------ ESTRATTO DELLA PAGINA ------

Nessun alimento animale può varcare la soglia del convento.
Gli unici prodotti di origine animale che sono permessi, solo sotto la responsabilità e il permesso degli oblati, sono unguenti a scopo terapeutico e candele.
Così la regola stabilisce:
25 . Tutti i frati di quest’Ordine si asterranno completamente dai cibi di grasso e nel regime quaresimale faranno frutti degni di penitenza si da evitare completamente le carni e quanto da esse proviene. Pertanto a tutti e a ciascuno di essi è assolutamente e incontestabilmente proibito di cibarsi, dentro e fuori convento, di Carni, di grasso, di uova, di burro, di formaggio e di qualsiasi specie di latticini e di tutti i loro composti e derivati.
27 . Si guardino però tutti i frati e gli Oblati di indurre, essi stessi o per interposta persona, il medico a farsi dispensare dalla vita quaresimale per quella pasquale, cioè di grasso: tanto più che è giuridicamente vietato agli stessi medici di consigliare ai malati per la salute corporale ciò che potrebbe convertirsi in pericolo dell’anima. Risultando poi chiaramente che l’infermo si è tanto ristabilito da potersi sostenere con i consueti alimenti quaresimali, dopo ponderata decisione, ritorna al più santo regime della vita precedente, memore della propria salutare professione. A nessun frate, pertanto, è permesso, contro la presente stabile legge, alimentarsi in qualsiasi tempo dei suddetti cibi pasquali, ossia di grasso: e cioè di carni, di uova, di formaggio, di burro nè di latticini di ogni tipo, nè di loro composti o derivati. E non si permetta di introdurre o far introdurre in convento alcuno di questi alimenti.

------ DATI FORNITI ------

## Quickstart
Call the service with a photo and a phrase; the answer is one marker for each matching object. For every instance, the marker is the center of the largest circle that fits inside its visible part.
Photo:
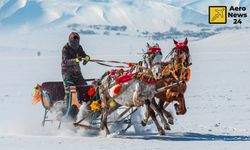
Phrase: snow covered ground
(217, 97)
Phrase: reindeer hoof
(143, 123)
(171, 121)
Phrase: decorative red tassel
(117, 89)
(130, 65)
(91, 91)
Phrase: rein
(129, 64)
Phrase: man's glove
(78, 59)
(85, 60)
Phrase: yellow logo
(217, 14)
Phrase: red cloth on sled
(124, 78)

------

■ SERIE DI COMPITI
1. Rispondi a queste domande sul brano dedicato alla regola del convento:
(a) Quali prodotti di origine animale sono permessi, e sotto la responsabilità di chi?
(b) Secondo il punto 25, in quali luoghi è proibito ai frati cibarsi dei cibi di grasso?
(c) Secondo il punto 27, che cosa è giuridicamente vietato ai medici?
2. Riporta senza modifiche il tratto del brano sulla regola del convento che va da "Gli unici prodotti" fino a "terapeutico e candele.".

■ RISPOSTE
1.
(a) Unguenti a scopo terapeutico e candele, solo sotto la responsabilità e il permesso degli oblati.
(b) Dentro e fuori convento.
(c) Consigliare ai malati, per la salute corporale, ciò che potrebbe convertirsi in pericolo dell'anima.

2.
Gli unici prodotti di origine animale che sono permessi, solo sotto la responsabilità e il permesso degli oblati, sono unguenti a scopo terapeutico e candele.